For Textual Entailment / NLI, the paragraph containing the evidence is explicitly provided. On the other hand, Textual Claim Verification searches through a vast corpus to identify the evidence.

For Question Answering, the question contains information needed to identify the answer, but information missing from a claim can often be crucial in retrieving refuting evidence.

Pipeline:

1. Identifies relevant documents
2. Identifies the sentences forming the evidence from the document 3 . Classify the claim w.r.t evidence.

Claim Generation

• Extracting information from Wikipedia and generating claims from it

Processed 2017/06 Wikipedia dump with Stanford CoreNLP Sampled Sentence from introductory sections of 50,000 popular pages

Randomly choose a sentence —> make annotators generate a set of claims about the page’s subject

Tradeoff: simple generation —> paraphrase, too easy vs use world knowledge —> too hard Solution: “dictionary”, provide a list of terms hyperlinked in the original sentence & 1st sentence of their respective wikipedia entries.

Mutations were also generated: paraphrasing, negation, substitution of entity with a similar/dissimilar one, make claim more general/specific

Annotators had trouble generating non-trivial negation mutations (not ~~) Tried to discourage this behavior

Claim Labeling

(Supported, Refuted, Not Enough Info (the claim was too general/specific to be supported or refuted))

Questions for annotators:

1. Can I be ascertained of the claim’s validity solely based on the evidences?
2. If not, what extra infos should be added to the dictionary?

Annotators were allowed to add other urls to support claims. Annotators were encouraged to keep time under 2 min per claim

Data Validation

Validation of claim-generation: implicitly done in claim-labeling process. 3 ways to validate the claim-labeling process:

1. 5-way inter-annotator agreement (Fleiss kappa score of 0.6841)
2. super-annotators (1% of data, experts with unlimited time to verify. Precision 95.42%, recall 72.36%)
3. manual validation by the authors (227 examples, discovered that 91.2% were correctly annotated

Baseline System Description

Pipeline: document retrieval —> sentence selection —> recognizing textual entailment

1. Document Retrieval: DrQA system (return k nearest documents for a query using cosine similarity between binned unigram and bigram TF-IDF vectors)

### DATA EXTRACT
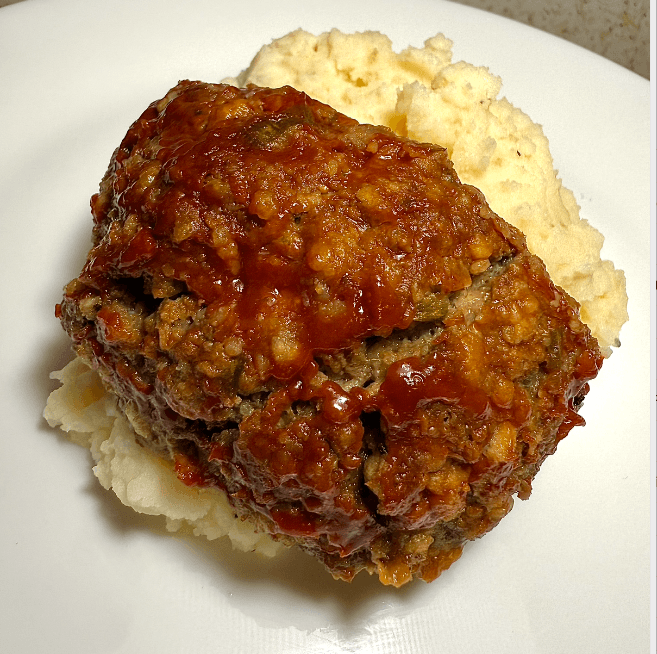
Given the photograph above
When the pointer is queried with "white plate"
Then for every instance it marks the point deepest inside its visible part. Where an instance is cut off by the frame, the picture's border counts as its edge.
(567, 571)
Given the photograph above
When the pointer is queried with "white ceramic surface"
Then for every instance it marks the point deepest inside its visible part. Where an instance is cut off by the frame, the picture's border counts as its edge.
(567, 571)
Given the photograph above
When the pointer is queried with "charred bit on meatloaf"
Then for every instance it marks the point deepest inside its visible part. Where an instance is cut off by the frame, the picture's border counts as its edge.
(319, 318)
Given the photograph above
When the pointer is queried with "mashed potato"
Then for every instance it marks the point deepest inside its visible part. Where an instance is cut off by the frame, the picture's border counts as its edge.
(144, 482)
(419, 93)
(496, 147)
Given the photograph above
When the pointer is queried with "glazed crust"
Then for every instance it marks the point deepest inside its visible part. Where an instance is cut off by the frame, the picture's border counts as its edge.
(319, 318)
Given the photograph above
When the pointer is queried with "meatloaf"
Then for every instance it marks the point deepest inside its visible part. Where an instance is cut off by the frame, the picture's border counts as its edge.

### WHAT THIS EXERCISE ASKS
A - In the notes on claim verification, reproduce the passage that begins at the words "Tradeoff: simple generation" and stops after "respective wikipedia entries.", swapping "dictionary" for "glossary".
B - List every kind of mutation that the notes on claim verification say was generated from the claims.

### EXERCISE RESPONSES
A -
Tradeoff: simple generation —> paraphrase, too easy vs use world knowledge —> too hard Solution: “glossary”, provide a list of terms hyperlinked in the original sentence & 1st sentence of their respective wikipedia entries.

B -
- Paraphrasing
- Negation
- Substitution of an entity with a similar or dissimilar one
- Making the claim more general or more specific